(Excerpt to read)
__________________________________________________
The National Theater () and National Concert Hall () are twin performing arts venues at Liberty Square in Zhongzheng District, Taipei, Taiwan. Completed in 1987, the landmarks stand on the south and north sides of the square with Chiang Kai-shek Memorial Hall to the east. Together the venues are referred to by the abbreviation NTCH. The square itself sits near Ketagalan Boulevard, site of the Presidential Office Building, the National Central Library, the National Taiwan Museum, and the 228 Peace Memorial Park.

History 

Taiwan's National Theater and National Concert Hall are two of the first major modern performing arts facilities to be established in Asia. Upon the death of Chiang Kai-shek in 1975, the Kuomintang government authorized the construction of a monument and cultural arts facilities on the grounds of a memorial plaza. The project cost TWD 7.4 billion.

Yang Cho-cheng and Architects and Engineers Associates were responsible for the overall design. The buildings, though modern in function and purpose, recall traditional elements of Chinese palace architecture. The G+H Company of Germany and Philips, based in The Netherlands, played leading roles in the design of the interior facilities, stage lighting and acoustics. Civil engineering issues were handled by , Veterans Affairs Council. Six directors oversaw the project from initial planning sessions to final completion: Jou Tsuo-Min, Chang Chih-liang, , Hu Yao-heng, Li Yen and Chu Tzung-ching. The structures were completed on 20 September 1987, and officially opened their doors the following month as venues of the “National Chiang Kai-shek Cultural Center”. Vice President Lee Teng-hui and Premier Yu Kuo-hua presided over the opening ceremonies for the two buildings on 31 October 1987.

Mass democracy rallies at the Liberty Square in 1990 launched Taiwanese society on a quick but peaceful transition from one-party authoritarian rule to pluralistic democracy. In 1999, the Ministry of Education under the administration of Lee Teng-Hui, Taiwan's first elected president, consolidated the governing bodies of the National Theater and Concert Hall with those of the National Symphony Orchestra, National Chinese Orchestra and National Chorus. In 2004 this larger organization became an autonomous executive body, the National CKS Cultural Center, headed by an artistic director reporting to a board of directors.
__________________________________________________
Records excerpted from a collection:
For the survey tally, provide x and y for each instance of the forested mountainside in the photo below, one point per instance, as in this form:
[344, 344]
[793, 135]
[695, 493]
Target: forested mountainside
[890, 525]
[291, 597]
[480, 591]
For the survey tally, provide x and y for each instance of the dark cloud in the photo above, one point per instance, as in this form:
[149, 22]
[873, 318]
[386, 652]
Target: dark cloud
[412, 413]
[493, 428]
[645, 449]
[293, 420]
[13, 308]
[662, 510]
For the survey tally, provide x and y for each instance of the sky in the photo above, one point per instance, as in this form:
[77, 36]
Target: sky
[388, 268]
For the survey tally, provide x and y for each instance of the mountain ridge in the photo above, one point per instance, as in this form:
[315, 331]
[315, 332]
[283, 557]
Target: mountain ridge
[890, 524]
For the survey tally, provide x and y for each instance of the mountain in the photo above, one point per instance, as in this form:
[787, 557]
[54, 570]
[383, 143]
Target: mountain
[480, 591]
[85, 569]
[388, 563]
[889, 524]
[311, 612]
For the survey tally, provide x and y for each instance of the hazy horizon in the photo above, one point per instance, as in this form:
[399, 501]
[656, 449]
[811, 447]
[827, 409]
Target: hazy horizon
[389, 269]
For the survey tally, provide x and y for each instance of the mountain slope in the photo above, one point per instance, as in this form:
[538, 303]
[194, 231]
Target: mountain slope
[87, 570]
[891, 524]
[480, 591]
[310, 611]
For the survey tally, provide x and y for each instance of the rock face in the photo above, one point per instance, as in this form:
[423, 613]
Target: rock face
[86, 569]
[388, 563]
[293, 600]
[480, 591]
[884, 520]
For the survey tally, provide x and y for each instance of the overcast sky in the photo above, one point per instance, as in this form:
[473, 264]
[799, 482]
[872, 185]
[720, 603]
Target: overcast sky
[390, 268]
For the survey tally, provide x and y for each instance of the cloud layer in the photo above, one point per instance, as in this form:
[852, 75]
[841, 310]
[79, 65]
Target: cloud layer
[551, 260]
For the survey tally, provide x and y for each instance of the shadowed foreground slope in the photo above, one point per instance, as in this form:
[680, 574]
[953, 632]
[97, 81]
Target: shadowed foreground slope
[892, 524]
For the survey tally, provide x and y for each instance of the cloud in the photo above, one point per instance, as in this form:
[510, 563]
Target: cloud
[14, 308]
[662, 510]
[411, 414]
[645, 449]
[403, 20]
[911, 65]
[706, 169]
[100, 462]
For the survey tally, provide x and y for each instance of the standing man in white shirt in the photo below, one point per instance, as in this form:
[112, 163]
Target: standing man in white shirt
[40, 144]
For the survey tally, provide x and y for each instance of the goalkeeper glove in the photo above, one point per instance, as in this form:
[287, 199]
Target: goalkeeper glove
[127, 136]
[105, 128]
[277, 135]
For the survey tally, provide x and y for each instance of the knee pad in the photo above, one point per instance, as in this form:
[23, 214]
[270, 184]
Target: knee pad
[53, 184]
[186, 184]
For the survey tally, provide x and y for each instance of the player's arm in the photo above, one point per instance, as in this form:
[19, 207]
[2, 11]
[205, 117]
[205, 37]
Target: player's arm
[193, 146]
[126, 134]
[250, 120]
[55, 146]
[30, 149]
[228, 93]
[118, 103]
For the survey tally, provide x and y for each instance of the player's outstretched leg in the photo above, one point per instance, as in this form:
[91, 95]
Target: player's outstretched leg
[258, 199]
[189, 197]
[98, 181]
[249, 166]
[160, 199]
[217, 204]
__________________________________________________
(Task 1)
Write out the portion of the records that begins with the line containing "of the standing" and runs through the final line of the records, including both ends.
(Task 2)
Extend the text on Taipei's National Theater and National Concert Hall, continuing from its last sentence.
The text and the records come from separate sources.

(Final answer 1)
For the survey tally, provide x and y for each instance of the standing man in white shirt in the photo below, one point per instance, as in this form:
[112, 163]
Target: standing man in white shirt
[40, 144]
For the survey tally, provide x and y for each instance of the goalkeeper glove in the photo above, one point per instance, as in this form:
[287, 199]
Target: goalkeeper glove
[127, 136]
[105, 128]
[277, 135]
For the survey tally, provide x and y for each instance of the knee pad in the photo above, one point per instance, as in this form:
[23, 214]
[270, 184]
Target: knee pad
[53, 184]
[186, 184]
For the survey tally, provide x and y for each instance of the player's arm in the photo above, one point per instance, as in this form:
[19, 207]
[2, 11]
[205, 117]
[205, 37]
Target: player's arm
[193, 146]
[126, 134]
[250, 120]
[55, 146]
[30, 149]
[228, 93]
[118, 103]
For the survey tally, provide x and y for each instance of the player's outstretched leg in the photo above, one point per instance, as in this form:
[91, 95]
Target: player's outstretched leg
[258, 199]
[189, 197]
[98, 181]
[249, 166]
[160, 199]
[217, 204]

(Final answer 2)
Each structure can host at least two events simultaneously. The National Theater contains a smaller Experimental Theater and the National Concert Hall holds a more intimate Recital Hall. Outdoor performances can be staged simultaneously on the square. The pipe organ by Flentrop Orgelbouw in the National Concert Hall was the largest organ in Asia at the time of its installation in 1987. Both structures house art galleries, libraries, shops, and restaurants. The National Theater houses a Performing Arts Library and publication offices for Taiwan's Performing Arts Review.

National Theater and Concert Hall, like all performing arts venues in capital cities, play diplomatic as well as artistic roles. Guests regularly include top elected leaders in Taiwan as well as international artists and dignitaries. Visitors over the years have included Margaret Thatcher of the UK, Mikhail Gorbachev of the USSR, Lee Kuan Yew of Singapore, Rafael Calderón Muñoz of Costa Rica and former First Lady Betty Ford of the U.S.

Artistic Life 

The National Theater and Concert Hall host a constant stream of events by local and international artists each year.

Performers who have appeared in the National Theater include the Cloud Gate Dance Theater, The Kirov Ballet, the Suzuki Company of Toga and its director Tadashi Suzuki, Yang Li-hua Taiwanese Opera, the Ming Hwa Yuan Theater Troupe, the Fei Ma Yu Opera Troupe and Pili Heroes, kabuki performer Bandō Tamasaburō V, stage director Robert Wilson, and dancers Martha Graham, Merce Cunningham, Rudolph Nureyev, Pina Bausch, Trisha Brown, Liu Feng-hsueh, Lin Hwai-min, Lo Man-fei, Yu Hao-yen and Liu Shao-lu.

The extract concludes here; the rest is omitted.